--- Page extract ---
⟨

We will create a model of label elapsed_time and use the other fields as our feature set. The complete code will be shared below.
Steps - condensed
Read in our data to a DataFrame
Index each of our features using StringIndexer
OneHotEncode indexed features with OneHotEncoder
Create our features vector with VectorAssembler
Split data into training and testing sets
Fit the model & predict on test data
Results were horrible, but like I said this is a contrived exercise...
What I need to learn how to do
If a new log entry came in to a streaming application for example, how would I go about creating a feature vector from the new data and pass it in to predict()?
A new log entry might be:
{api_name":"/sample_api_1/v2","method":"GET","status_code":"200","elapsed_time":39}
Post VectorAssembler
status_code_vector
(14,[0],[1.0])
api_name_vector
(27,[0],[1.0])
method_vector
(3,[0],[1.0])
features vector
(44,[0,14,41],[1.0,1.0,1.0])
Le Code
%spark
import org.apache.spark.ml.feature.{OneHotEncoder, StringIndexer, VectorAssembler, StringIndexerModel, VectorSlicer}
import org.apache.spark.ml.linalg.Vectors
import org.apache.spark.ml.regression.LinearRegression
import org.apache.spark.sql.DataFrame
val logs = sc.textFile("/Users/z001vmk/data/sample_102M.txt")
val dfLogsRaw: DataFrame = spark.read.json(logs)
val dfLogsFiltered = dfLogsRaw.filter("status_code != 314").drop("extra_column")
// Create DF with our fields of concern.
val dfFeatures: DataFrame = dfLogsFiltered.select("elapsed_time", "api_name", "method", "status_code")
// Contrived goal:
// Use elapsed time as our label given features api_name, status_code, & method.

⟩

--- Required task ---
Write out the Spark feature-vector post from "We will create" to "in to predict()?", copying it word for word.

--- Excerpted data ---
⟨

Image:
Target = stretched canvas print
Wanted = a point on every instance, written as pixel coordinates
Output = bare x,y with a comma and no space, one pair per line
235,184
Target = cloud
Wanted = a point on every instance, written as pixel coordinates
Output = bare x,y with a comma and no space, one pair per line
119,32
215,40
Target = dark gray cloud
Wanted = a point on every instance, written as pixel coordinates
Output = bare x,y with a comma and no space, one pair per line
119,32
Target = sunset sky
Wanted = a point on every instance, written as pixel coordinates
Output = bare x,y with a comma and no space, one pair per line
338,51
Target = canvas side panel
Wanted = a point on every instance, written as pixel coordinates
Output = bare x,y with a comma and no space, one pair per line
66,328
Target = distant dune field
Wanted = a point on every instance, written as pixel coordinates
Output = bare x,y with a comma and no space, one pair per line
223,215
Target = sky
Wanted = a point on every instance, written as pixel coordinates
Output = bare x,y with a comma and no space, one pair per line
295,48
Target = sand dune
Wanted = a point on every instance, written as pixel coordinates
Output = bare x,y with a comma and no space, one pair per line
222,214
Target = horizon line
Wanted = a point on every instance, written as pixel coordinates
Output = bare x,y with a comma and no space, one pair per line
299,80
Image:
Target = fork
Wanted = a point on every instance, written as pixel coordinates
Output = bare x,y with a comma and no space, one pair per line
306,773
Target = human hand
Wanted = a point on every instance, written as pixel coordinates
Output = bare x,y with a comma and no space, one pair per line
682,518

⟩

--- Finished answer ---
We will create a model of label elapsed_time and use the other fields as our feature set. The complete code will be shared below.
Steps - condensed
Read in our data to a DataFrame
Index each of our features using StringIndexer
OneHotEncode indexed features with OneHotEncoder
Create our features vector with VectorAssembler
Split data into training and testing sets
Fit the model & predict on test data
Results were horrible, but like I said this is a contrived exercise...
What I need to learn how to do
If a new log entry came in to a streaming application for example, how would I go about creating a feature vector from the new data and pass it in to predict()?